====== Records to use
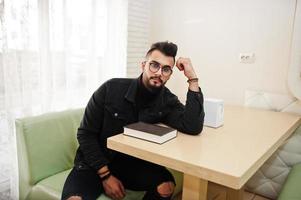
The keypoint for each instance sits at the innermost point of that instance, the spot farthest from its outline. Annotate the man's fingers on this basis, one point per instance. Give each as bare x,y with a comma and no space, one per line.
122,188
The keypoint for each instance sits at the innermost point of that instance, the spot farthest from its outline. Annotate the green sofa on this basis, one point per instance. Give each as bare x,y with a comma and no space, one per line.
46,146
291,189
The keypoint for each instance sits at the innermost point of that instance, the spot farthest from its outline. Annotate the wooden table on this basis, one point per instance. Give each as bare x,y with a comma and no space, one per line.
228,155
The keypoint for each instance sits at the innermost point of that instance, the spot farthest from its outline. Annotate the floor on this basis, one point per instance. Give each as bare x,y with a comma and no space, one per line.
247,196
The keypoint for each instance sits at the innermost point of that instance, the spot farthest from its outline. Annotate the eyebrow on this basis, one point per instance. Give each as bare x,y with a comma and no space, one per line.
160,63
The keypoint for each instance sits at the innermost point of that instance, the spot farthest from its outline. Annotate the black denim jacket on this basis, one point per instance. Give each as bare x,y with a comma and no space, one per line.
112,106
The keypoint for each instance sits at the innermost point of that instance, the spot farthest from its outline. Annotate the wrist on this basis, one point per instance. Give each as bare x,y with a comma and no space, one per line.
190,80
105,177
103,171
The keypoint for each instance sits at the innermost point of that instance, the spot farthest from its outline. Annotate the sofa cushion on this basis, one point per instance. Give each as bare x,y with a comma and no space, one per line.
50,141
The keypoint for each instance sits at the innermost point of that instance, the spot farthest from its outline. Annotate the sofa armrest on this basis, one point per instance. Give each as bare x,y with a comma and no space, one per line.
291,188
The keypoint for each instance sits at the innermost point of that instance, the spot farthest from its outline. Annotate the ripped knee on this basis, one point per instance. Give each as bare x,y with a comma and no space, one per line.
166,189
74,198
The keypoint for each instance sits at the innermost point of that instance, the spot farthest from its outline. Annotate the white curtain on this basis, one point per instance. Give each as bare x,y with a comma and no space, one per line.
53,55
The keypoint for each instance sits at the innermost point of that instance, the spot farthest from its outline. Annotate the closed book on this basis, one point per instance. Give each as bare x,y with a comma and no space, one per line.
150,132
============
Instructions to follow » Transcribe the full listing character for character. Pictures are excluded.

Written answer »
The keypoint for each instance sits at the innermost point of that instance, the spot farthest from its outline. Annotate the man's fingers on this basis, one point per instance. Give each as bare x,y with a comma and no space, one per line.
122,188
The keypoint for each instance sits at the innermost point of that instance, the spot farthest from its outline. Annotate the green sofa on this basis, one point per instance. Give each as bare x,y with a comma and no space, one per line.
46,146
291,189
The keypoint for each instance sits at the innermost point of that instance, the spot farthest from its outline. Annotate the wooden table on this basis, one point per instance. Give each as bare x,y with a comma and no space, one per line.
228,155
The keypoint for each instance sits at the innermost point of that instance, the spot farthest from its outline. Annotate the floor on this basis, one point per instance. Give each as bare x,y with a comma and no space, one per line.
247,196
The keypoint for each instance sits at the innermost point of that instance, the spot farthest from its outline. Annotate the eyebrow on this basis, one point per instance. Give each as bare x,y with a comma and no space, one per line.
160,63
The keypoint for each instance sits at the innermost point of that instance, the spot farthest from its outline. Annotate the black denim jacket on this basis, one point per instance. Give each as bare x,y with a comma and no space, one per line.
112,106
The keypoint for each instance sits at the innermost point of that instance, the spot farthest from its outline. Annotate the wrist on this basis, one point per instance. Give each as bare x,y with a comma and no space, one per line.
190,80
105,177
103,171
The keypoint for each instance sits at the innermost point of that instance, the spot farthest from its outline. Annotate the sofa cushion on this basis, one point per instance. Give each as bare x,y with a comma and no space, one per line.
50,141
The keypoint for each instance sits at the innermost point of that instance, the spot farthest from its outline. Annotate the sofa armrest on this basis, one point per instance. Give each as bare x,y with a comma and no space, one per line.
291,188
The keypoint for each instance sits at the innermost point of that instance, the spot farthest from its outline. Annotate the ripped knee on this basis, one point per instance. Give each as bare x,y with a comma and no space, one per line.
166,189
74,198
The keypoint for each instance sits at the innermost point of that instance, the spot farthest from its outline. Annotate the white curtain on this basis, one point per instance. Give each as bare x,y with a comma and no space, one per line.
53,55
The keypoint for each instance sits at the innermost point of that instance, the spot farthest from its outline. Annotate the closed book on this basis, one point per instance. Give each as bare x,y with a comma and no space, one per line.
150,132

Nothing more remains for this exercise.